▸ Given records
==========

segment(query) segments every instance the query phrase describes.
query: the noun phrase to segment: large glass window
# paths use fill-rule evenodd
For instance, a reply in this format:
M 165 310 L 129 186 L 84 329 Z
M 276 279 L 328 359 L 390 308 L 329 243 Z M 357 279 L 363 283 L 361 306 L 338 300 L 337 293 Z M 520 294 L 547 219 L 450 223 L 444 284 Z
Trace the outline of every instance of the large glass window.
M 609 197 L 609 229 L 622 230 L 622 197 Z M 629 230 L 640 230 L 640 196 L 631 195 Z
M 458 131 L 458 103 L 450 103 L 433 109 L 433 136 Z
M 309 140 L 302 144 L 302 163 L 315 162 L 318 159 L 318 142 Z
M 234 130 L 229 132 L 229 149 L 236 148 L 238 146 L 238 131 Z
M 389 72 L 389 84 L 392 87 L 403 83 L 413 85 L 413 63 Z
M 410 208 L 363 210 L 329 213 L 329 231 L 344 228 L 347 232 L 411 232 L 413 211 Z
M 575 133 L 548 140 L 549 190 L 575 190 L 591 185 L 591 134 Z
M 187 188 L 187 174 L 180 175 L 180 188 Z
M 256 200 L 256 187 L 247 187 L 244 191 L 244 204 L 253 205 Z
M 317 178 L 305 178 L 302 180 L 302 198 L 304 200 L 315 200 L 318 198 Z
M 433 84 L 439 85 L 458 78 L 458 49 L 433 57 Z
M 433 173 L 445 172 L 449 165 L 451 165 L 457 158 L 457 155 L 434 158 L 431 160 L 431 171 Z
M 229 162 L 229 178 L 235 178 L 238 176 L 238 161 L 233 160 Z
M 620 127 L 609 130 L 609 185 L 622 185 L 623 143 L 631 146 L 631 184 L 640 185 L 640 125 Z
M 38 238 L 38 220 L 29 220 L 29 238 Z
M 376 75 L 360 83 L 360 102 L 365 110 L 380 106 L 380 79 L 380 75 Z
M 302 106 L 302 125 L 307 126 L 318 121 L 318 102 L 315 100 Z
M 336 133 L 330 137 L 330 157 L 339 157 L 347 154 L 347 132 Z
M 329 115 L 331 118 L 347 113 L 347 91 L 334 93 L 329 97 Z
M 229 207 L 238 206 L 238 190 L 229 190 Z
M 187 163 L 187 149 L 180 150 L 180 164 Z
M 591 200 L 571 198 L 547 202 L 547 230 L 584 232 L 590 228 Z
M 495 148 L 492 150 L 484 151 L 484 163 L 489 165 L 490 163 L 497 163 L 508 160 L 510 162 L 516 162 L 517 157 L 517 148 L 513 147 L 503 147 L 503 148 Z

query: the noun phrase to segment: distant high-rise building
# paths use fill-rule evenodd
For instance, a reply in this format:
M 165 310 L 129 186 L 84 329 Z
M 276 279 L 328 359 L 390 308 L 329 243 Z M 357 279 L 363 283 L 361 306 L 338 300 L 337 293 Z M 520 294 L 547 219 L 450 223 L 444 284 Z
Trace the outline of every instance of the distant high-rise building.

==========

▸ Task instructions
After reading the records above, transcribe them verbatim.

▸ Output of the exercise
segment(query) segments every instance the query phrase describes.
query: the noun phrase to segment: large glass window
# paths use fill-rule evenodd
For instance, a reply in this format:
M 165 310 L 129 186 L 84 329 Z
M 276 279 L 328 359 L 390 308 L 329 243 Z M 357 279 L 363 283 L 361 306 L 338 300 L 337 293 Z M 520 294 L 547 219 L 450 223 L 444 284 Z
Trace the outline of every instance of the large glass window.
M 609 197 L 609 229 L 622 230 L 622 197 Z M 629 230 L 640 230 L 640 196 L 631 195 Z
M 458 131 L 458 103 L 450 103 L 433 109 L 433 136 Z
M 309 140 L 302 144 L 302 163 L 315 162 L 318 159 L 318 142 Z
M 234 130 L 229 132 L 229 149 L 236 148 L 238 146 L 238 131 Z
M 389 72 L 389 84 L 392 87 L 403 83 L 413 85 L 413 63 Z
M 410 208 L 363 210 L 329 213 L 329 231 L 344 228 L 347 232 L 411 232 L 413 211 Z
M 575 133 L 548 140 L 549 190 L 575 190 L 591 185 L 591 134 Z
M 187 188 L 187 174 L 180 175 L 180 188 Z
M 256 200 L 256 187 L 247 187 L 244 191 L 244 204 L 253 205 Z
M 317 178 L 305 178 L 302 180 L 302 198 L 304 200 L 315 200 L 318 198 Z
M 433 84 L 439 85 L 458 78 L 458 49 L 433 57 Z
M 433 173 L 445 172 L 449 165 L 451 165 L 457 158 L 457 155 L 434 158 L 431 160 L 431 171 Z
M 229 162 L 229 178 L 235 178 L 238 176 L 238 161 L 233 160 Z
M 620 127 L 609 130 L 609 185 L 622 185 L 623 143 L 631 146 L 631 184 L 640 185 L 640 125 Z
M 38 238 L 38 220 L 29 220 L 29 238 Z
M 376 75 L 360 83 L 360 102 L 365 110 L 380 106 L 380 79 L 380 75 Z
M 302 106 L 302 125 L 307 126 L 318 121 L 318 102 L 315 100 Z
M 336 133 L 330 137 L 330 157 L 339 157 L 347 154 L 347 132 Z
M 329 115 L 331 118 L 347 113 L 347 91 L 334 93 L 329 97 Z
M 229 207 L 238 206 L 238 190 L 229 190 Z
M 187 163 L 187 149 L 180 150 L 180 164 Z
M 591 200 L 571 198 L 547 202 L 547 230 L 584 232 L 590 228 Z
M 495 148 L 492 150 L 484 151 L 484 163 L 489 165 L 490 163 L 497 163 L 508 160 L 510 162 L 516 162 L 517 157 L 517 148 L 513 147 L 503 147 L 503 148 Z

query: the noun phrase to segment: distant high-rise building
# paths use fill-rule evenodd
For instance, a reply in this format:
M 165 310 L 129 186 L 84 329 Z
M 276 279 L 328 359 L 390 308 L 329 243 Z M 357 279 L 363 283 L 361 306 L 338 300 L 337 293 Z M 520 294 L 547 219 L 450 223 L 444 284 Z
Trace the outline of every instance of the distant high-rise building.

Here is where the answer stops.